• **CONSIGNE**
Reproduisez mot pour mot l'intégralité de l'extrait sur les vaccins de l'IPD et la technologie ARNm.

• **EXTRAIT DU DOCUMENT**

◇ ◇ ◇ ◇

Depuis 80 ans, l’IPD fabrique des vaccins contre la fièvre jaune qui répondent aux normes de qualité de l’Organisation mondiale de la santé. Nous sommes maintenant prêts à mettre à profit cette expérience et à franchir une nouvelle étape dans notre parcours en élargissant notre portefeuille. Dans un tel contexte, les vaccins à ARNm sont l’occasion de faire un bond en avant en termes de recherche et de fabrication. Dans le cadre d’une volonté de « fabriquer des vaccins pour plus d’équité », la technologie ARNm représente une grande opportunité pour au moins 4 raisons :

  1. Mettre en relation la surveillance et la fabrication pour accélérer le processus entre la détection de nouveaux agents pathogènes et la réponse avec un vaccin approprié. À l’ère de la surveillance génomique, la surveillance des syndromes à l’échelle des communautés, renforcée par la technologie numérique et le partage approprié des données, pourrait permettre d’identifier rapidement de nouveaux agents pathogènes et d’accélérer le processus de conception et d’évaluation de nouveaux vaccins candidats à l’aide de la technologie ARNm. L’IPD et d’autres institutions en Afrique intervenant au niveau des soins de santé primaires et des communautés peuvent être les premiers détecteurs et les premiers intervenants de l’ambitieuse mission 100 jours du CEPI, soutenue par de nombreux partenaires clés[1].

◇ ◇ ◇ ◇

• **Éléments enregistrés d'une collection**
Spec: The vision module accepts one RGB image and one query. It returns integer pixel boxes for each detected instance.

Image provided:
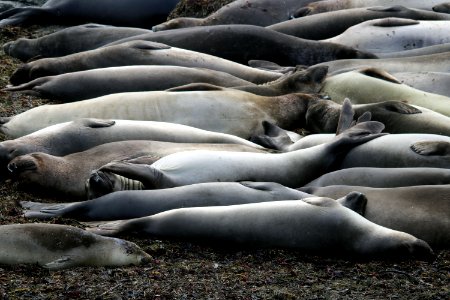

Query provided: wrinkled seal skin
[10,41,281,85]
[0,223,151,270]
[21,182,311,221]
[85,194,433,259]
[300,185,450,249]
[7,141,267,200]
[0,0,179,28]
[305,167,450,188]
[102,25,375,66]
[3,66,252,102]
[3,24,150,61]
[0,89,324,139]
[153,0,311,31]
[267,6,450,40]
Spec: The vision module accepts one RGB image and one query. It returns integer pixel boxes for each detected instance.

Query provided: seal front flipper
[166,83,226,92]
[410,141,450,156]
[336,192,367,216]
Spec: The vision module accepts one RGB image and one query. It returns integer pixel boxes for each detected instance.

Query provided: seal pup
[85,120,384,189]
[297,0,446,16]
[304,167,450,188]
[300,185,450,249]
[10,41,282,85]
[152,0,311,31]
[7,141,272,199]
[324,18,450,55]
[0,89,324,139]
[21,182,311,221]
[321,68,450,116]
[0,223,151,270]
[3,24,149,61]
[3,66,252,102]
[0,0,179,28]
[87,194,433,259]
[267,5,450,40]
[103,24,376,66]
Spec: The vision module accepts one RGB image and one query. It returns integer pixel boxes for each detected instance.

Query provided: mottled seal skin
[102,24,376,66]
[304,167,450,188]
[300,185,450,249]
[316,50,450,74]
[0,0,179,28]
[298,0,445,16]
[325,18,450,55]
[3,66,252,102]
[153,0,311,31]
[267,6,450,40]
[392,72,450,97]
[89,121,384,190]
[10,41,281,85]
[3,24,150,61]
[88,194,433,259]
[21,182,311,221]
[0,89,319,139]
[0,223,151,270]
[7,141,268,200]
[321,68,450,116]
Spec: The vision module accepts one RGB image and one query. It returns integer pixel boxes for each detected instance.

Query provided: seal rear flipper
[166,83,226,92]
[42,256,78,270]
[336,192,367,216]
[410,141,450,156]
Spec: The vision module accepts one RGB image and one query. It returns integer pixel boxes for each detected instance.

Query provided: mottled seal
[298,0,446,16]
[325,18,450,55]
[3,66,252,102]
[0,0,179,28]
[267,6,450,40]
[7,141,267,199]
[21,182,311,221]
[300,185,450,248]
[0,90,324,138]
[86,121,384,189]
[103,24,375,66]
[304,167,450,188]
[10,41,281,85]
[0,224,151,269]
[3,24,149,61]
[88,194,433,259]
[321,68,450,116]
[153,0,311,31]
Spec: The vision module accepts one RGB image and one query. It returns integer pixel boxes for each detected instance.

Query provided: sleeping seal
[0,224,151,270]
[88,193,433,259]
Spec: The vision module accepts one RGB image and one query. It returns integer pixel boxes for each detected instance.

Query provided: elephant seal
[304,167,450,188]
[3,66,252,102]
[0,223,151,270]
[152,0,311,31]
[0,0,179,28]
[325,18,450,55]
[320,68,450,116]
[7,141,269,200]
[102,24,376,66]
[88,194,433,259]
[0,89,324,139]
[339,134,450,169]
[300,185,450,249]
[3,24,150,61]
[298,0,446,16]
[392,72,450,97]
[10,41,282,85]
[88,121,384,191]
[316,51,450,75]
[267,5,450,40]
[21,182,311,221]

◇ ◇ ◇ ◇

• **RÉPONSE FINALE**
Depuis 80 ans, l’IPD fabrique des vaccins contre la fièvre jaune qui répondent aux normes de qualité de l’Organisation mondiale de la santé. Nous sommes maintenant prêts à mettre à profit cette expérience et à franchir une nouvelle étape dans notre parcours en élargissant notre portefeuille. Dans un tel contexte, les vaccins à ARNm sont l’occasion de faire un bond en avant en termes de recherche et de fabrication. Dans le cadre d’une volonté de « fabriquer des vaccins pour plus d’équité », la technologie ARNm représente une grande opportunité pour au moins 4 raisons :

  1. Mettre en relation la surveillance et la fabrication pour accélérer le processus entre la détection de nouveaux agents pathogènes et la réponse avec un vaccin approprié. À l’ère de la surveillance génomique, la surveillance des syndromes à l’échelle des communautés, renforcée par la technologie numérique et le partage approprié des données, pourrait permettre d’identifier rapidement de nouveaux agents pathogènes et d’accélérer le processus de conception et d’évaluation de nouveaux vaccins candidats à l’aide de la technologie ARNm. L’IPD et d’autres institutions en Afrique intervenant au niveau des soins de santé primaires et des communautés peuvent être les premiers détecteurs et les premiers intervenants de l’ambitieuse mission 100 jours du CEPI, soutenue par de nombreux partenaires clés[1].